Trump's Afghanistan plan

After President Trump unveiled the nation's latest strategy for fighting in Afghanistan which would possibly include increasing the number of troops on the ground, Vice President Mike Pence told NBC's "Today" show that while he supports the plan, that exact number is "yet to be seen."

When asked by NBC's Matt Lauer on Tuesday if the Pentagon's June request for nearly 4,000 troops to deploy to Afghanistan was an accurate number the president was considering, Pence said the administration would be "making that information available as the presidency receives recommendations."

"What the president has decided is to deploy a sufficient number of troops at the brigade level in Afghanistan, to assist the Afghans who are in the lead, who are at the tip of the spear in this fight, to assist them in the fight against the Taliban, al Qaeda, ISIS that are there and also the president is going to make available additional air combat resources, using those brigade level personnel to call in the firepower," Pence said of Mr. Trump's new strategy. 

He added, "we're there to to help the Afghans win, the president made a commitment that we're going to be there until we win, and the American troops, with new rules of engagement will be able to accomplish that there, just like they're doing in Iraq and in Syria."

Pence went on to say that the new strategy will be based on conditions on the ground, which is a "fundamental change in the approach" Mr. Trump is taking in Afghanistan.

* **Your instructions**:
In the passage on Trump's Afghanistan plan, which groups does Pence name as the enemy the Afghans are fighting? The data that follows has no connection to the passage on Trump's Afghanistan plan.

* **Provided data**:
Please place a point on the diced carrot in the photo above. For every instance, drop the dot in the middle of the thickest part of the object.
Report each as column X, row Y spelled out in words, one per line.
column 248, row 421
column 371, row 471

* **Solution below**:
The Taliban, al Qaeda, ISIS